======== RECORDS FOR THE EXERCISE

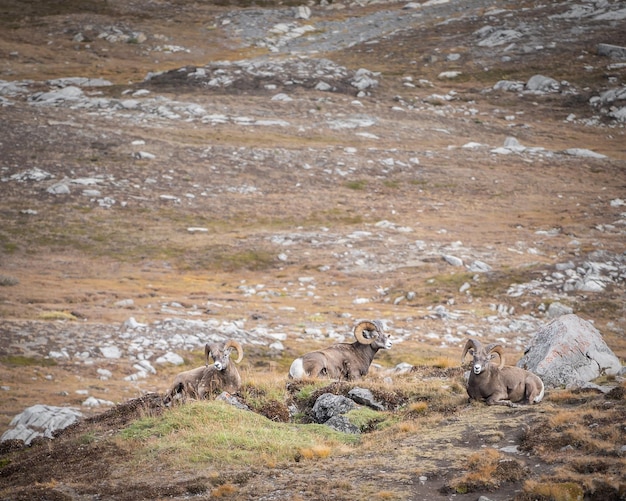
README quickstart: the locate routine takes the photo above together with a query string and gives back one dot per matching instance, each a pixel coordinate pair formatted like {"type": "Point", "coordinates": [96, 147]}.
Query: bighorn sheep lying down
{"type": "Point", "coordinates": [499, 384]}
{"type": "Point", "coordinates": [205, 381]}
{"type": "Point", "coordinates": [344, 360]}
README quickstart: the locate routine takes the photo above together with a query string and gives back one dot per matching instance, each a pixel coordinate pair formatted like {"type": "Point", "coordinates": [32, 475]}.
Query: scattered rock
{"type": "Point", "coordinates": [40, 421]}
{"type": "Point", "coordinates": [569, 351]}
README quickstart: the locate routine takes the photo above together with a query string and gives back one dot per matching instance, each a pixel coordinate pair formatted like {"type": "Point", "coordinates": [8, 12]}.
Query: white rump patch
{"type": "Point", "coordinates": [296, 370]}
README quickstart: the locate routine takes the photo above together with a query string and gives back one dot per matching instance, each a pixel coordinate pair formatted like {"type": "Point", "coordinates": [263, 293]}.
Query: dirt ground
{"type": "Point", "coordinates": [79, 260]}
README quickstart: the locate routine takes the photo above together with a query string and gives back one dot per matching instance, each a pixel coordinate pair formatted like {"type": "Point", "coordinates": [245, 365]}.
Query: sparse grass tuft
{"type": "Point", "coordinates": [56, 315]}
{"type": "Point", "coordinates": [224, 490]}
{"type": "Point", "coordinates": [358, 184]}
{"type": "Point", "coordinates": [217, 433]}
{"type": "Point", "coordinates": [553, 491]}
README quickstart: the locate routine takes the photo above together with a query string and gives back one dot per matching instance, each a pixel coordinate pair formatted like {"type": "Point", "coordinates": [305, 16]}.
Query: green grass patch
{"type": "Point", "coordinates": [217, 433]}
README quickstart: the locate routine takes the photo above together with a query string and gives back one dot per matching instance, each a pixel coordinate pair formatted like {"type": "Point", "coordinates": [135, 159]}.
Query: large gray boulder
{"type": "Point", "coordinates": [569, 351]}
{"type": "Point", "coordinates": [40, 421]}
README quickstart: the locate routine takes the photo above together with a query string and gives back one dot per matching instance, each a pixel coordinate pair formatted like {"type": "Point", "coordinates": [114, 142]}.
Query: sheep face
{"type": "Point", "coordinates": [221, 354]}
{"type": "Point", "coordinates": [481, 360]}
{"type": "Point", "coordinates": [482, 357]}
{"type": "Point", "coordinates": [373, 333]}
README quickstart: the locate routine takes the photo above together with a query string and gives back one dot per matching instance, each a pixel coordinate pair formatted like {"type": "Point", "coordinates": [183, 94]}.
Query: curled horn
{"type": "Point", "coordinates": [207, 354]}
{"type": "Point", "coordinates": [365, 325]}
{"type": "Point", "coordinates": [496, 348]}
{"type": "Point", "coordinates": [231, 343]}
{"type": "Point", "coordinates": [471, 344]}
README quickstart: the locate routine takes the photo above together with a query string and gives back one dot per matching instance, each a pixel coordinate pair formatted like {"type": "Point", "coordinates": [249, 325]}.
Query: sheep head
{"type": "Point", "coordinates": [482, 356]}
{"type": "Point", "coordinates": [372, 333]}
{"type": "Point", "coordinates": [221, 353]}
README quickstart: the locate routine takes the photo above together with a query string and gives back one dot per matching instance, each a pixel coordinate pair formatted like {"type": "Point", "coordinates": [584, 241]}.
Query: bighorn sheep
{"type": "Point", "coordinates": [205, 381]}
{"type": "Point", "coordinates": [497, 384]}
{"type": "Point", "coordinates": [344, 360]}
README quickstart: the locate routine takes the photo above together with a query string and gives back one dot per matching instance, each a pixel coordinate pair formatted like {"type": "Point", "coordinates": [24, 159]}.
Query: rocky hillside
{"type": "Point", "coordinates": [177, 172]}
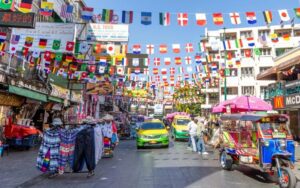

================

## GOAL
Count the lines in the data above that contain the string "patch", and reply with the number alone.

## RESULT
2